→ **Challenge**
Report each line in the entries below that contains the word "window".
::: Excerpted data
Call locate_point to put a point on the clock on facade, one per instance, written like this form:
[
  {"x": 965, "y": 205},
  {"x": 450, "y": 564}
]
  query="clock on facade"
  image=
::::::
::: Excerpted data
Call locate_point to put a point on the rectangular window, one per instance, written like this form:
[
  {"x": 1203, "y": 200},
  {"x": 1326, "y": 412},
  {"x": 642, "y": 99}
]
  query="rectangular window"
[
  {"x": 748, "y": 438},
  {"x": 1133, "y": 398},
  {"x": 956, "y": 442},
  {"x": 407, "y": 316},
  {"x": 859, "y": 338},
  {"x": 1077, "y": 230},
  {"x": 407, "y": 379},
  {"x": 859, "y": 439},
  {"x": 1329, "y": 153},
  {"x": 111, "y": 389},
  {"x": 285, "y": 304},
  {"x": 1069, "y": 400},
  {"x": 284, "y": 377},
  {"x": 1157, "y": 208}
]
::::::
::: Excerpted data
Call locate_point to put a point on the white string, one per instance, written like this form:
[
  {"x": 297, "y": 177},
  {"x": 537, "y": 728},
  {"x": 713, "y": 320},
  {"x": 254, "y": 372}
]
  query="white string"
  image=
::::::
→ **Reply to the task**
Call locate_point to put a point on the rectangular window, one per instance, written like this form:
  query="rectangular window"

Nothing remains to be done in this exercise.